▶ [Coordinate labeling data]
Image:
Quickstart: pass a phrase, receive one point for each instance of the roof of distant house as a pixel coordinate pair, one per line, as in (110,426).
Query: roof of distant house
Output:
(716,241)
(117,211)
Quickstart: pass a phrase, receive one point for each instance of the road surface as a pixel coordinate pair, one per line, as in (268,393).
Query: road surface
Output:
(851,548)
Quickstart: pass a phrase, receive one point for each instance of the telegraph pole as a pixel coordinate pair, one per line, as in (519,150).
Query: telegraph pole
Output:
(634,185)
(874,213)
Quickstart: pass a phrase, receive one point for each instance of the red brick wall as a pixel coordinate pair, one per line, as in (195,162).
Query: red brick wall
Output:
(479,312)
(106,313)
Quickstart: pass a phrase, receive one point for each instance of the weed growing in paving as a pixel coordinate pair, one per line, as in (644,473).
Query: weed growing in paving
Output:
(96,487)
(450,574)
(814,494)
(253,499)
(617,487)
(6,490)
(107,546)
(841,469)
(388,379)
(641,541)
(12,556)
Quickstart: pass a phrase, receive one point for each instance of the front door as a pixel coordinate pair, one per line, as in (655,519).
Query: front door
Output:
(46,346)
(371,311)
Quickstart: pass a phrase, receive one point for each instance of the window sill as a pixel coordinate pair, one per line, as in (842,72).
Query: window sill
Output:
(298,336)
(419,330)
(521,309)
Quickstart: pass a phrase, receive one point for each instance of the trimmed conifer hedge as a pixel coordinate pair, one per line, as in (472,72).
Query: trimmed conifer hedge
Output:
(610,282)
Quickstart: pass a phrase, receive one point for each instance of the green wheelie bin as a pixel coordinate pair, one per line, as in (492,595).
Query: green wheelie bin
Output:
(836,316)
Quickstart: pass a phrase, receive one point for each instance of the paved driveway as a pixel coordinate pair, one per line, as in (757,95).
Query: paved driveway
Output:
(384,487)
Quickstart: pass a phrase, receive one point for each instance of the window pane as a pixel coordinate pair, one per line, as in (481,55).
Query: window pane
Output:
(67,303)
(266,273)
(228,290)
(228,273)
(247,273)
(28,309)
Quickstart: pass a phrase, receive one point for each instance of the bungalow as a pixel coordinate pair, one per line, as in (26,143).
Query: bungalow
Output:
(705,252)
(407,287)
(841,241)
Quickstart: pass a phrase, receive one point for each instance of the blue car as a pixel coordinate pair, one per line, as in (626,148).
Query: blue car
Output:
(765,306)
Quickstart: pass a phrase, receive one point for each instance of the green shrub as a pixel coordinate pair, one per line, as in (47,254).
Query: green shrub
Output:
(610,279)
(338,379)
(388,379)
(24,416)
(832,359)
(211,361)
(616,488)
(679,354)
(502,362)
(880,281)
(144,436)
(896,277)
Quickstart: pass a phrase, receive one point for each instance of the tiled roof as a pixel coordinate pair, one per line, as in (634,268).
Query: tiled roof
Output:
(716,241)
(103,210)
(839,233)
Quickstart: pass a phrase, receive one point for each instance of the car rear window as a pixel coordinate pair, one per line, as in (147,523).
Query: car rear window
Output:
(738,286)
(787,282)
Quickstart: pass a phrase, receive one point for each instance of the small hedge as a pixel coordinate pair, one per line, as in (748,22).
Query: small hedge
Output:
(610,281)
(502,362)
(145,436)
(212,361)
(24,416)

▶ [Task prompt] Using the data above, repeat every line exactly.

▶ [Worked solution]
Image:
Quickstart: pass a phrase, receive one point for each instance of the roof of distant house as a pixel coordinate pair, one per line, as in (110,426).
Query: roof of distant house
Output:
(716,241)
(117,211)
Quickstart: pass a phrase, receive one point for each instance of the road surface as a pixel coordinate pair, one per line, as in (268,393).
Query: road surface
Output:
(851,548)
Quickstart: pass a phrase, receive one point for each instance of the telegraph pole as a pixel coordinate pair, one per line, as in (519,150).
Query: telegraph pole
Output:
(634,185)
(874,213)
Quickstart: pass a phrase, receive one point for each instance of the red brick wall as a pixel coordinate pair, one per line, as in (195,162).
Query: red brick wall
Output:
(479,312)
(106,313)
Quickstart: pass a phrase, receive one point for each instance of the weed growing in paving as a pixel coordinate pair, one per line, as in (644,473).
Query: weed growing in paving
Output:
(96,487)
(450,574)
(814,494)
(253,499)
(617,487)
(6,490)
(107,546)
(841,469)
(388,379)
(641,541)
(12,556)
Quickstart: pass a phrase, receive one point for each instance of the front door as a pixel coordinate pair, one per line, as in (655,519).
Query: front door
Output:
(46,346)
(371,311)
Quickstart: pass a phrase, receive one point for each instance of the window sill as a pixel coordinate pair, one per line, as in (842,72).
Query: window sill
Output:
(298,336)
(419,330)
(521,309)
Quickstart: pass a phrase, receive one point for each instance of the trimmed conifer hedge as a pixel coordinate pair, one per line, as in (472,72).
Query: trimmed conifer hedge
Output:
(610,282)
Quickstart: pass a phrase, receive one point for each instance of the green wheelie bin as a pixel coordinate pair, one per line, as in (492,595).
Query: green wheelie bin
Output:
(836,316)
Quickstart: pass a phrase, receive one point for each instance of the paved driveway as a pixel coordinate pair, one per line, as in (757,95).
Query: paved driveway
Output:
(384,487)
Quickstart: pass a phrase, receive one point for each instance of the window pane as a pixel coordinate pair, one per line, as in (481,55).
Query: window pane
Output:
(67,303)
(266,273)
(228,290)
(228,273)
(247,273)
(28,309)
Quickstart: pass a phrase, receive one point for each instance of the bungalow as a pixel coordinate pair, one per line, as in (26,143).
Query: bungalow
Output:
(705,252)
(407,287)
(841,241)
Quickstart: pass a phrase, receive one point for each instance of the blue car as a pixel coordinate pair, one per line, as in (626,148).
Query: blue car
Output:
(765,306)
Quickstart: pass a phrase, receive one point for each instance of the green shrub as a pixel coordinate pair, one per line, as in (47,254).
Query: green shrub
Output:
(610,279)
(338,379)
(388,379)
(24,416)
(832,359)
(211,361)
(616,488)
(679,354)
(502,362)
(880,281)
(144,436)
(896,277)
Quickstart: pass a phrase, receive one point for each instance of the tiled roof as a pixel coordinate pair, one per line, as in (634,268).
Query: tiled roof
Output:
(716,241)
(103,210)
(839,233)
Quickstart: pass a phrase, receive one point for each instance of the car rear window as a pixel coordinate pair, one per line, as in (147,523).
Query: car rear window
Output:
(738,286)
(787,282)
Quickstart: pass a phrase, receive one point for each instance of the small hedge as a pixel coordinate pair, one per line, as in (748,22).
Query: small hedge
Output:
(610,281)
(502,362)
(145,436)
(212,361)
(24,416)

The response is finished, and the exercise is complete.